_INSTRUÇÃO A_
Pegue os registros, tudo desde a linha que contém "like point(381, 164)?" até a linha que contém "point(28, 195)", com as duas incluídas, e converta num CSV de duas colunas, "enunciado" e "resposta". Use uma linha por registro, com cada campo entre aspas e as quebras de linha trocadas por espaços.
==== TRECHO FORNECIDO ====
A defesa Lujin, de Vladimir Nabokov

Por Sérgio Linard

Vladimir Nabokov. Foto: Horst Tappe


 
Escrito na língua materna do autor, A defesa Lujin é o terceiro romance do ainda jovem Vladimir Nabokov e persegue a história de um exímio jogador de xadrez cujo nome é aquele que dá título ao livro. São catorze capítulos que se ocupam da construção de uma simbologia que está diretamente relacionada aos movimentos e às peças daquele jogo milenar, com melhor exploração naquilo que aqui chamarei de segundo momento do romance¹.
 
O infante Lujin demonstra nítidos traços melancólicos. Possui questionável beleza, sofre bullying por ser filho de um escritor mediano — ambos têm o mesmo nome — e não tem bom relacionamento com os colegas da escola. A mãe demonstra um certo posicionamento austero em relação ao filho e o pai força uma aproximação constante, não entendida como saudável por parte daquele adolescente. A tia de Lujin é a única por quem ele demonstra algum afeto, mas que se justifica somente por ter sido por meio dela o seu primeiro contato com o xadrez.
==== DADOS DE ENTRADA ====
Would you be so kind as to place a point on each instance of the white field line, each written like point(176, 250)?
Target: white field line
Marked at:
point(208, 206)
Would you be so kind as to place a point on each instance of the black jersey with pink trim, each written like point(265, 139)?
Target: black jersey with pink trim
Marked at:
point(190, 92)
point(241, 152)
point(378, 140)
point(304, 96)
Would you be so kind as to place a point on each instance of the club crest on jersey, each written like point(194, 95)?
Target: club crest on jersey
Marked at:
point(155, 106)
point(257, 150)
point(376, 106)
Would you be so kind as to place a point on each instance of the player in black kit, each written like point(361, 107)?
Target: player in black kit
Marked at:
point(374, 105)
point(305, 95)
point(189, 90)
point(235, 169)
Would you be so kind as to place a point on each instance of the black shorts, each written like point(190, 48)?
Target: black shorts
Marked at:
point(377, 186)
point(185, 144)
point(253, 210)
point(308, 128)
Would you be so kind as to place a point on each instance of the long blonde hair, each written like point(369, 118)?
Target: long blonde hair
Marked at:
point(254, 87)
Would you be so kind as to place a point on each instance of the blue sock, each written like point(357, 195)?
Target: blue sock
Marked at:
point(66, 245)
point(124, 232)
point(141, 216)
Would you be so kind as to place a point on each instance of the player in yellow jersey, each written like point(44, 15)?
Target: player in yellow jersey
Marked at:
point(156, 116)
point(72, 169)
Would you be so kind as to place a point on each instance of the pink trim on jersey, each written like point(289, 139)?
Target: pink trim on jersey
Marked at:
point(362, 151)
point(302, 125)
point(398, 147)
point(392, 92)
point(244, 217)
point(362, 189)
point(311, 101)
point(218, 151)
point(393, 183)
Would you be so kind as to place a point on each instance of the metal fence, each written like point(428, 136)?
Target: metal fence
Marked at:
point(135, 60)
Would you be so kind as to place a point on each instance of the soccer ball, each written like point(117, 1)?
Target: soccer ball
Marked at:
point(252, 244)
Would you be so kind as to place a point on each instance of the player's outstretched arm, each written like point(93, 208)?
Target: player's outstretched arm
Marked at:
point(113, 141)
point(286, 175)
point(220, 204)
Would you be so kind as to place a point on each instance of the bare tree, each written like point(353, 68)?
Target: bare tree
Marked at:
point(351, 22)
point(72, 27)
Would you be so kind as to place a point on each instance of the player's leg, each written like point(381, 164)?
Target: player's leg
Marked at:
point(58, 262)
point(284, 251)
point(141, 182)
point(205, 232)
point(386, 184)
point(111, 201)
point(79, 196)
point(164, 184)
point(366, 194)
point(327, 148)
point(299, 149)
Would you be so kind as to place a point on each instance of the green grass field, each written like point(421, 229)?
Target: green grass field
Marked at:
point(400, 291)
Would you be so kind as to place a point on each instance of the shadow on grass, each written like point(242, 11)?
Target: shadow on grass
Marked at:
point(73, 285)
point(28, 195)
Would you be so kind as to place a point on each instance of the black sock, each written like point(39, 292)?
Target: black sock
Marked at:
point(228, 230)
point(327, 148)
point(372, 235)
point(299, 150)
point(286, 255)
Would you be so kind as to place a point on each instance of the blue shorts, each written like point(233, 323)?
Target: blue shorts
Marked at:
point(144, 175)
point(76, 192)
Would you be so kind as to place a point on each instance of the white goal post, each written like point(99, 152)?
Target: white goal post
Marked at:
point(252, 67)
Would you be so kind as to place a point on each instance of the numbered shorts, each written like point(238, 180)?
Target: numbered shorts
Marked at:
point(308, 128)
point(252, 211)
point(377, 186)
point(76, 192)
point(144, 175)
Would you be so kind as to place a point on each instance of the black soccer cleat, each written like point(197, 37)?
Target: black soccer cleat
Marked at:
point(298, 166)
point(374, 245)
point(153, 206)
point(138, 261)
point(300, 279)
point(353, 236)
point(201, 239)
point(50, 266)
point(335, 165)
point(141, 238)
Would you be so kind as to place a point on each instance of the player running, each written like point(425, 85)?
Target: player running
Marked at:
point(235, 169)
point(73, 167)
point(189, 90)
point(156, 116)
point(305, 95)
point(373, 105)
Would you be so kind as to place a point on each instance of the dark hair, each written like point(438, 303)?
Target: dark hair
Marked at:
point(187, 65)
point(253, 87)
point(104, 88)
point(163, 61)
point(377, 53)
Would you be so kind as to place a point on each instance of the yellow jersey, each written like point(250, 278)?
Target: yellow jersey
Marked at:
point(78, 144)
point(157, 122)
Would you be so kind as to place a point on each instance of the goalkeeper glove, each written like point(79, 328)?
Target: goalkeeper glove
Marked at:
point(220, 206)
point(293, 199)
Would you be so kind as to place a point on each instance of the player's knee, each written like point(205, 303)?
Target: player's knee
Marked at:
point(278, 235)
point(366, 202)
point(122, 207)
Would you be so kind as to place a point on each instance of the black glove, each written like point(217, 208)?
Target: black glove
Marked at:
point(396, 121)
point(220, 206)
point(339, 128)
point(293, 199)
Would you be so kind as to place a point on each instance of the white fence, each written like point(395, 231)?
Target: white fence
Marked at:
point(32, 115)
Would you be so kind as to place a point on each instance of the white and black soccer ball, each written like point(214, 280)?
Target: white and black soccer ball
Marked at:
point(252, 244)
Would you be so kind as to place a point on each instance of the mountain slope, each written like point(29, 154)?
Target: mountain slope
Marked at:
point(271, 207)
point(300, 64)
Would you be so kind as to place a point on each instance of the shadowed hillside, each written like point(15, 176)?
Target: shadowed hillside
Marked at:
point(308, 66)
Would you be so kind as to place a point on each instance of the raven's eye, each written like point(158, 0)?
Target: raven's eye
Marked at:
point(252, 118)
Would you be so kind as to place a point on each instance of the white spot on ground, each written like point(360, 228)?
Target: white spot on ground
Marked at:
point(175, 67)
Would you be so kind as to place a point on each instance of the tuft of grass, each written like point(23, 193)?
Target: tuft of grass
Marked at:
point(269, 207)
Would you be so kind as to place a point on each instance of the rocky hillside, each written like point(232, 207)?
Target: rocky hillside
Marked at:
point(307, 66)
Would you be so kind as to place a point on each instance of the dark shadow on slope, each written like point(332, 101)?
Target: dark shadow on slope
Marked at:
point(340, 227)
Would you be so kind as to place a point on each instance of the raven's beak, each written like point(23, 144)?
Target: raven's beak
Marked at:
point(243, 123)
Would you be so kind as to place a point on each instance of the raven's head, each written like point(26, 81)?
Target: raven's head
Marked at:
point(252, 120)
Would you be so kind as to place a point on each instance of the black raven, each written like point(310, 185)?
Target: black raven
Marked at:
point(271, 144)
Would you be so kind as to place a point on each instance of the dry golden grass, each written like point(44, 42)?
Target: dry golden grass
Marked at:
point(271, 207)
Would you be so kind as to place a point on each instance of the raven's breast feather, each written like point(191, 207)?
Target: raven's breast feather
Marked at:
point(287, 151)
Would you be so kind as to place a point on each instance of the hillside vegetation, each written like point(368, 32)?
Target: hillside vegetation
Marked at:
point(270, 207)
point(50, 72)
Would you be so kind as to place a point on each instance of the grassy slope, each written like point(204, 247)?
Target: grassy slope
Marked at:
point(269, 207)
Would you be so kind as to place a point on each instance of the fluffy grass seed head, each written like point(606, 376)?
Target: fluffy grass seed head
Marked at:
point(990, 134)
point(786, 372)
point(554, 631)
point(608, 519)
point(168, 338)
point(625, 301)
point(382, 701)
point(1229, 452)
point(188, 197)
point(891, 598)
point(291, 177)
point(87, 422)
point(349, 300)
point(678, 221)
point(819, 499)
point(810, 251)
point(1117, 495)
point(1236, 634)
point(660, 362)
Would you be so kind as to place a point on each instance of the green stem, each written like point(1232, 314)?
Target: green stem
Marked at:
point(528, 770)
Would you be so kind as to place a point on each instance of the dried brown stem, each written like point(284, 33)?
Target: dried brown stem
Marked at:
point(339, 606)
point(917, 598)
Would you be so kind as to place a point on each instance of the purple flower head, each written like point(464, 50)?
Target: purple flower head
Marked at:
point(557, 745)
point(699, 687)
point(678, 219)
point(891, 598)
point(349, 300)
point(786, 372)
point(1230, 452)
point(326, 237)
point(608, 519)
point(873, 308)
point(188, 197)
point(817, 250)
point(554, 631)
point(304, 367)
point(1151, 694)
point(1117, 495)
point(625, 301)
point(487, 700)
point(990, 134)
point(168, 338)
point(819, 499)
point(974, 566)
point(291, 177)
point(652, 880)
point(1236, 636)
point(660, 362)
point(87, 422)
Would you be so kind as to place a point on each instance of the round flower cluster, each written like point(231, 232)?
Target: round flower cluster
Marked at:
====
_INSTRUÇÃO B_
Repita o texto sobre A defesa Lujin inteiro, sem mudar nada.

_RESULTADO A_
enunciado,resposta
"Would you be so kind as to place a point on each instance of the player's leg, each written like point(381, 164)? Target: player's leg Marked at:","point(58, 262) point(284, 251) point(141, 182) point(205, 232) point(386, 184) point(111, 201) point(79, 196) point(164, 184) point(366, 194) point(327, 148) point(299, 149)"
"Would you be so kind as to place a point on each instance of the green grass field, each written like point(421, 229)? Target: green grass field Marked at:","point(400, 291)"
"Would you be so kind as to place a point on each instance of the shadow on grass, each written like point(242, 11)? Target: shadow on grass Marked at:","point(73, 285) point(28, 195)"

_RESULTADO B_
A defesa Lujin, de Vladimir Nabokov

Por Sérgio Linard

Vladimir Nabokov. Foto: Horst Tappe


 
Escrito na língua materna do autor, A defesa Lujin é o terceiro romance do ainda jovem Vladimir Nabokov e persegue a história de um exímio jogador de xadrez cujo nome é aquele que dá título ao livro. São catorze capítulos que se ocupam da construção de uma simbologia que está diretamente relacionada aos movimentos e às peças daquele jogo milenar, com melhor exploração naquilo que aqui chamarei de segundo momento do romance¹.
 
O infante Lujin demonstra nítidos traços melancólicos. Possui questionável beleza, sofre bullying por ser filho de um escritor mediano — ambos têm o mesmo nome — e não tem bom relacionamento com os colegas da escola. A mãe demonstra um certo posicionamento austero em relação ao filho e o pai força uma aproximação constante, não entendida como saudável por parte daquele adolescente. A tia de Lujin é a única por quem ele demonstra algum afeto, mas que se justifica somente por ter sido por meio dela o seu primeiro contato com o xadrez.